* Exercise task
Each entry must be given again exactly; images do not belong in the copy.

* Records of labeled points
= = =

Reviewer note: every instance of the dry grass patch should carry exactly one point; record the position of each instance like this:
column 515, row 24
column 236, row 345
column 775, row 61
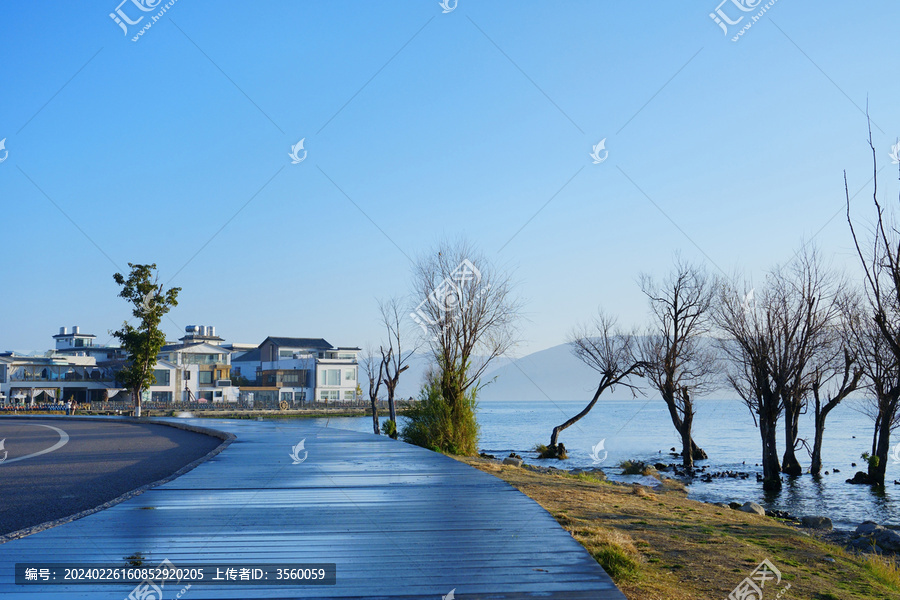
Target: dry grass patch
column 658, row 545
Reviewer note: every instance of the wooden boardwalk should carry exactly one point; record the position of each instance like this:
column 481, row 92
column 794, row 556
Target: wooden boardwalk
column 398, row 521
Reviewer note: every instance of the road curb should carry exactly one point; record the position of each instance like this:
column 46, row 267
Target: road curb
column 226, row 438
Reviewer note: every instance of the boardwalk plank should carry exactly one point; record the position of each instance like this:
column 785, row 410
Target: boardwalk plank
column 398, row 521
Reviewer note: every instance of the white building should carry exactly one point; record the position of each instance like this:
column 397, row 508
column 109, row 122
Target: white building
column 201, row 367
column 289, row 372
column 76, row 370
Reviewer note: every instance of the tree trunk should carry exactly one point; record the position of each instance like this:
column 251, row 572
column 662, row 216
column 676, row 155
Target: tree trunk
column 690, row 451
column 554, row 436
column 816, row 466
column 790, row 464
column 687, row 448
column 374, row 402
column 697, row 451
column 883, row 447
column 392, row 409
column 771, row 466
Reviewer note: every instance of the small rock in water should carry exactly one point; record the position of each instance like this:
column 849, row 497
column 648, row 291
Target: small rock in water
column 817, row 522
column 868, row 527
column 753, row 508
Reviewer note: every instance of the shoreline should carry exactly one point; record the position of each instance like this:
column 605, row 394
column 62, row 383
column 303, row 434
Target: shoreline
column 658, row 543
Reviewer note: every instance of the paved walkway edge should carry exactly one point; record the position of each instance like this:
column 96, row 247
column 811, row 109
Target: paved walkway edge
column 226, row 438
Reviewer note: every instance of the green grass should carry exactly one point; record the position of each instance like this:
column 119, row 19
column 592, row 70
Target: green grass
column 883, row 569
column 618, row 563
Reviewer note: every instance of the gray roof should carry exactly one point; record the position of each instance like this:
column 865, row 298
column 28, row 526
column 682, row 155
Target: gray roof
column 251, row 356
column 299, row 342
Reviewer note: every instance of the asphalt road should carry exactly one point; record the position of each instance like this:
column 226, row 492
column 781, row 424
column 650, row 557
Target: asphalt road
column 100, row 461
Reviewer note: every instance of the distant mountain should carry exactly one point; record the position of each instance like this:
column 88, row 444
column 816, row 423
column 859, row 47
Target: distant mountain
column 412, row 379
column 553, row 373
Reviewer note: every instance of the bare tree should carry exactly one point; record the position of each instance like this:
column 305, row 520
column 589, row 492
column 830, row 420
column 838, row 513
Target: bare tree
column 467, row 311
column 678, row 361
column 882, row 381
column 609, row 352
column 770, row 337
column 373, row 369
column 836, row 374
column 881, row 267
column 810, row 296
column 394, row 358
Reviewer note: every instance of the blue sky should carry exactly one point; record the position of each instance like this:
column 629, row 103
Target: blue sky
column 174, row 150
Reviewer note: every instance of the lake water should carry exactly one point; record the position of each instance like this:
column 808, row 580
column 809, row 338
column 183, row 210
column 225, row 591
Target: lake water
column 641, row 429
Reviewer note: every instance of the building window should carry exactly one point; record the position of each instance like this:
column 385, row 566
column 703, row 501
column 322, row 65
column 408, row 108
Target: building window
column 165, row 397
column 161, row 376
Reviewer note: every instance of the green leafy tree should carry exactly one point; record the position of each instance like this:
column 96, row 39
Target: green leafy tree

= = =

* Finished exercise
Reviewer note: every instance of the dry grass patch should carry exactly one point; record the position of each instance like this:
column 515, row 24
column 236, row 345
column 775, row 61
Target: dry grass patch
column 658, row 545
Reviewer note: every instance of the wooden boardwalk should carry exactly one point; record the position of each instance like this:
column 481, row 92
column 794, row 556
Target: wooden boardwalk
column 398, row 521
Reviewer note: every instance of the road curb should carry exactly one point; record the position of each instance like this:
column 46, row 267
Target: road curb
column 226, row 438
Reviewer note: every instance of the boardwalk plank should carry exactly one point; record the position of each instance like this:
column 785, row 410
Target: boardwalk plank
column 398, row 521
Reviewer note: every instance of the white building should carry exactly one point; record the position of each instance like this:
column 397, row 508
column 109, row 122
Target: white building
column 201, row 367
column 289, row 372
column 76, row 370
Reviewer note: every instance of the tree trunk should carry exactly one point; record the position of each instance like this:
column 251, row 572
column 662, row 216
column 676, row 155
Target: tree trunk
column 690, row 451
column 554, row 436
column 816, row 466
column 790, row 464
column 687, row 448
column 374, row 402
column 697, row 451
column 883, row 447
column 392, row 409
column 771, row 466
Reviewer note: every instance of the small rock in water should carry exactly one point; record the position of each instance like this:
column 849, row 497
column 648, row 291
Target: small rock in water
column 817, row 522
column 868, row 527
column 753, row 508
Reviewer note: every instance of the shoreline should carry exactly one point; record the position of each instance like this:
column 605, row 394
column 62, row 383
column 303, row 434
Target: shoreline
column 658, row 543
Reviewer note: every instance of the paved walkway edge should carry exactly one point; record the position of each instance like this:
column 96, row 247
column 811, row 109
Target: paved walkway edge
column 226, row 438
Reviewer note: every instance of the green grass should carry exactly one point; record the position of each instance like this:
column 119, row 19
column 592, row 70
Target: green grass
column 883, row 569
column 618, row 563
Reviewer note: every instance of the gray roof should carry exactly one point; record the position of each instance like this:
column 865, row 298
column 28, row 526
column 682, row 155
Target: gray roof
column 251, row 356
column 299, row 342
Reviewer note: every instance of the asphalt road should carry exactly one point; record the position of each instance like this:
column 226, row 492
column 781, row 424
column 650, row 557
Target: asphalt road
column 100, row 461
Reviewer note: every instance of the distant mountain should carry exactly one point; record the position of each instance like this:
column 88, row 444
column 816, row 423
column 859, row 47
Target: distant mountain
column 412, row 379
column 553, row 373
Reviewer note: every instance of the bare tree should carry exactly one point; record the position of each instance like this:
column 305, row 520
column 589, row 492
column 830, row 420
column 838, row 513
Target: bare tree
column 467, row 311
column 678, row 361
column 882, row 381
column 609, row 352
column 770, row 337
column 373, row 369
column 836, row 374
column 881, row 267
column 810, row 296
column 394, row 358
Reviewer note: every instance of the blue sky should carry exactly one point; record the position of each instance like this:
column 629, row 103
Target: blue sky
column 174, row 150
Reviewer note: every instance of the lake water should carry exactly one point; record the position of each instance like this:
column 808, row 580
column 809, row 338
column 183, row 210
column 225, row 591
Target: lake water
column 641, row 429
Reviewer note: every instance of the building window should carry exactly one point; record the position of each instance like this:
column 385, row 566
column 703, row 501
column 322, row 65
column 408, row 108
Target: building window
column 165, row 397
column 161, row 376
Reviewer note: every instance of the green leafy tree should carry exactly one point; record the position of each instance like this:
column 96, row 39
Target: green leafy tree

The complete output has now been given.